**Task statement**
In the data below, copy out every line from the one containing "Task: place one pin on each instance of the window mullion" through the end of the data, inclusive, and raise each coordinate value in the answers by 69.

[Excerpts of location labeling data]
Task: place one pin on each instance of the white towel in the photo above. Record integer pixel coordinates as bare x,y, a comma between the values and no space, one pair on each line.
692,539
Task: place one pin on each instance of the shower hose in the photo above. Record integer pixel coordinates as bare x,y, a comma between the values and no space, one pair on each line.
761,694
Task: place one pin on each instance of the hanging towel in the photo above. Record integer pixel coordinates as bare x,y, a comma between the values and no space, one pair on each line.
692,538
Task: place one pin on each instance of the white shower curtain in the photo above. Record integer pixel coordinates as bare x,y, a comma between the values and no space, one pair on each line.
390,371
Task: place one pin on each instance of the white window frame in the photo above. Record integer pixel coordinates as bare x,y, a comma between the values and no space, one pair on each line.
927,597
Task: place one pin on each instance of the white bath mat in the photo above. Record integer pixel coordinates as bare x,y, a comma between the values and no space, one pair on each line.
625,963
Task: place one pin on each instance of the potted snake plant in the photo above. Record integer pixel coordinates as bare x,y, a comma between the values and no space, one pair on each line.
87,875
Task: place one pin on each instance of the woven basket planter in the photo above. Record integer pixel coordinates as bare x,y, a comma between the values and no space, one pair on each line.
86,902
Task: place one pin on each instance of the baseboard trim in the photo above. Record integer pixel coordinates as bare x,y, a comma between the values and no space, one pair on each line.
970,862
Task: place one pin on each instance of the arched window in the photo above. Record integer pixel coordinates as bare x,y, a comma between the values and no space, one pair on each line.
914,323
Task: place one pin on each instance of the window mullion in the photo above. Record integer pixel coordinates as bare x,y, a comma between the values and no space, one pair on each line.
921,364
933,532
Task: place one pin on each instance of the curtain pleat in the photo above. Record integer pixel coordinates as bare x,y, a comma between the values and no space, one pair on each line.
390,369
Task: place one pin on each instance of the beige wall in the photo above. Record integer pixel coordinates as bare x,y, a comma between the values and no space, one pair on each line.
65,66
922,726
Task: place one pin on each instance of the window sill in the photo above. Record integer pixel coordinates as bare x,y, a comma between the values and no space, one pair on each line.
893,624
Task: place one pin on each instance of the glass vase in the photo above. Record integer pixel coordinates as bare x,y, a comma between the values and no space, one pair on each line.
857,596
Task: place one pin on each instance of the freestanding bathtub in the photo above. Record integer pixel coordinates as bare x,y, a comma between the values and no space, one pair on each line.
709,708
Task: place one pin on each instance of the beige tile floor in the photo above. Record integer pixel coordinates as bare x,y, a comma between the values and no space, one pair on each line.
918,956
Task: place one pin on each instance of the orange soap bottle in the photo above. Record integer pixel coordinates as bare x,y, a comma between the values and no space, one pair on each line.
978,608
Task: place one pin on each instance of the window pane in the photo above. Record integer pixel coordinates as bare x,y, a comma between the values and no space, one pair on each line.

**Correct result**
Task: place one pin on each instance of the window mullion in the photo above. Record integer pixel coordinates as bare x,y, a comma between the values and no space, one pair on each line.
990,433
1002,601
Task: place one pin on each instance of the curtain pleat in the photo above. Record integer pixel coordinates as bare x,y, a comma between the values and no space, one pair on each line.
459,438
Task: place one pin on each instance of the beige wall in the photo above. Record integer pixel coordinates as bare x,y, a comma between the values and no space, one pair on each line.
134,135
991,795
Task: place one pin on each instance of the window sill in the photo above. Record integer pixel coordinates as bare x,y, a comma between the values and no space, one pair on each line.
962,693
Task: place one pin on each instance of the glass vase in the photo above. Record integer pixel coordinates as bare x,y, a comma between the values and no space, one pair on each line.
926,665
Task: place one pin on each instance of the freestanding bathtub in the photo above. Record integer pixel coordinates as bare x,y, a comma between the values and no space, one pair on each line.
778,777
Task: place one pin on each instance of the beige tile floor in the photo above. Record integer pixel coordinates as bare x,y, a comma between the values and no space, one pair on each line.
987,1025
Task: place one pin on each instance of the orange soap bottle in the photo above. Record integer pixel coordinates as bare x,y, a comma between the values and no space, one pair on each line.
1047,677
Task: place one pin on each instance of the window pane in the photo above. Record integer pixel coordinates as bare x,y, a comma between the values and no space, one pair on each line.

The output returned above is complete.